» Brano estratto:

Non diversamente, quando si imbatte nel fisico in carne ed ossa deve riconoscere che “aveva genio, talento e attitudini.” Sennonché “il suo genio sono in grado di apprezzarlo soltanto gli specialisti. A noi, infelici profani, non resta che farci un’idea del suo talento e delle sue attitudini”: talento musicale e letterario, sicuramente, ma “per non affogarlo nella melassa, bisogna riconoscere che gli fecero difetto due attitudini: una alla politica, l’altra al matrimonio”. “Un misto di grande perspicacia e di ingenuità quasi infantile” nei giudizi politici di questo grand’uomo, che “si sposò due volte, ma sarebbe stato meglio se non l’avesse fatto”.
Ma non sono solo scienziati e letterati, storici e pittori che la poetessa incontro in queste sue letture, ci sono anche attori, come il nostro Mastroianni, che “riusciva a essere comico e struggente al tempo stesso”. Perché allora non immaginarlo in una parte che non ha mai recitato? “Un’idea folle: Mastroianni nel ruolo di James Bond. Avrebbe potuto venirne fuori un fiasco. O magari il film comico più divertente della stagione…”.
La riconosciamo in pagine come queste, Wisława Szymborska: la stessa ironia corrosiva, e sempre umanissima, che i suoi versi ci hanno reso familiare.

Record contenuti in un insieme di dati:
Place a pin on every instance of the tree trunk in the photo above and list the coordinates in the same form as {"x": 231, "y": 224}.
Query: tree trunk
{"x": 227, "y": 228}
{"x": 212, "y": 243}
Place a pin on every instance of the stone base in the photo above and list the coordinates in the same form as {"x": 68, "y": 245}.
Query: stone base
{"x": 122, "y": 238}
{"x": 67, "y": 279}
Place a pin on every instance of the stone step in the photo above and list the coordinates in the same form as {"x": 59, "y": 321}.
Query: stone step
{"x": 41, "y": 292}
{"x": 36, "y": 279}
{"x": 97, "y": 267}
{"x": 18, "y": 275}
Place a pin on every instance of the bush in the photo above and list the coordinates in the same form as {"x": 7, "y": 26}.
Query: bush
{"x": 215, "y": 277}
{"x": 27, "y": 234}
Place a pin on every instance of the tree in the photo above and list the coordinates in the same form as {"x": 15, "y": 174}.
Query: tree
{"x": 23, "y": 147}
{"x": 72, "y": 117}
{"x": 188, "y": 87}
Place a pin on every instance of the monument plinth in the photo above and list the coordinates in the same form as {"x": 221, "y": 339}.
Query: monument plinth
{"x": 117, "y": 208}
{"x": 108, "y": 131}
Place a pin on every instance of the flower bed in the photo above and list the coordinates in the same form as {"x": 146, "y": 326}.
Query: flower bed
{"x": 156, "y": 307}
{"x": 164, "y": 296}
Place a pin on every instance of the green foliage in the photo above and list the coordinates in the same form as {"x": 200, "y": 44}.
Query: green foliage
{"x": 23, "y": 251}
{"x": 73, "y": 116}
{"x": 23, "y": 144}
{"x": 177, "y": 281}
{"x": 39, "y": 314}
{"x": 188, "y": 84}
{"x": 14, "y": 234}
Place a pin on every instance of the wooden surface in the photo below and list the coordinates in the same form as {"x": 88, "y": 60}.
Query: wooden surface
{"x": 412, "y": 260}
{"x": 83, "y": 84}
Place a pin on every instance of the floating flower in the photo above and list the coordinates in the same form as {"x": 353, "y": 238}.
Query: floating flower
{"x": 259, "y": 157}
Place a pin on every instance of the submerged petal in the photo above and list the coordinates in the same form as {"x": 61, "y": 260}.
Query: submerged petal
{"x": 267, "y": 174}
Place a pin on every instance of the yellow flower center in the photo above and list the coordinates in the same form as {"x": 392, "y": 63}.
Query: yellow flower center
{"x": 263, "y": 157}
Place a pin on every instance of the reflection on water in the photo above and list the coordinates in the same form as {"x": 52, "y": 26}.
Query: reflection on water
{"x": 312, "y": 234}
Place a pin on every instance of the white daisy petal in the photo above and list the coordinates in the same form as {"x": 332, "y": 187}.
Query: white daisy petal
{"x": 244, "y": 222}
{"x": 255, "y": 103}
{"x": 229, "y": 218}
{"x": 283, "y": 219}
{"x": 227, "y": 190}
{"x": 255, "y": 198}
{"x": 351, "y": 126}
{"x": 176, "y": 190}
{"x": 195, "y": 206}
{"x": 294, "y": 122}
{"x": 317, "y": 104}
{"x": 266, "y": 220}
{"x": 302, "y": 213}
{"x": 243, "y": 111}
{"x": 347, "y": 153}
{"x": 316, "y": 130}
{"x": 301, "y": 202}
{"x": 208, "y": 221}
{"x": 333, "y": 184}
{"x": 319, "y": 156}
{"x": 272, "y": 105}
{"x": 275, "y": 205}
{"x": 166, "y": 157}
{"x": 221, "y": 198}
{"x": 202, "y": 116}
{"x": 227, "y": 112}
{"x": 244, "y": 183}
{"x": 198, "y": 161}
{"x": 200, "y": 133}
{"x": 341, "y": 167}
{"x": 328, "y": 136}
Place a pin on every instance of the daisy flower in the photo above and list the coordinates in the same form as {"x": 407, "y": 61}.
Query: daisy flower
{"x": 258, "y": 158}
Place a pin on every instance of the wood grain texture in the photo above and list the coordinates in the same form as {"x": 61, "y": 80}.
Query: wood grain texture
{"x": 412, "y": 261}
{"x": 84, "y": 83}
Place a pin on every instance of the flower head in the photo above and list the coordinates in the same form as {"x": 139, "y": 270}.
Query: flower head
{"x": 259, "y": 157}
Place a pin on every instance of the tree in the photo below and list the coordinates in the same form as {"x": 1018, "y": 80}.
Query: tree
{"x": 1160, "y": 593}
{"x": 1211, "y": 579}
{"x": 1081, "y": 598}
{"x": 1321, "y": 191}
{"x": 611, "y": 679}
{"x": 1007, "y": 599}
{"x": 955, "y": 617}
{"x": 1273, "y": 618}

» Consegna:
Trascrivi dal brano sulle letture di Wisława Szymborska il passo che comincia con "Ma non sono" e finisce con "hanno reso familiare.".

» Risposta all'esercizio:
Ma non sono solo scienziati e letterati, storici e pittori che la poetessa incontro in queste sue letture, ci sono anche attori, come il nostro Mastroianni, che “riusciva a essere comico e struggente al tempo stesso”. Perché allora non immaginarlo in una parte che non ha mai recitato? “Un’idea folle: Mastroianni nel ruolo di James Bond. Avrebbe potuto venirne fuori un fiasco. O magari il film comico più divertente della stagione…”.
La riconosciamo in pagine come queste, Wisława Szymborska: la stessa ironia corrosiva, e sempre umanissima, che i suoi versi ci hanno reso familiare.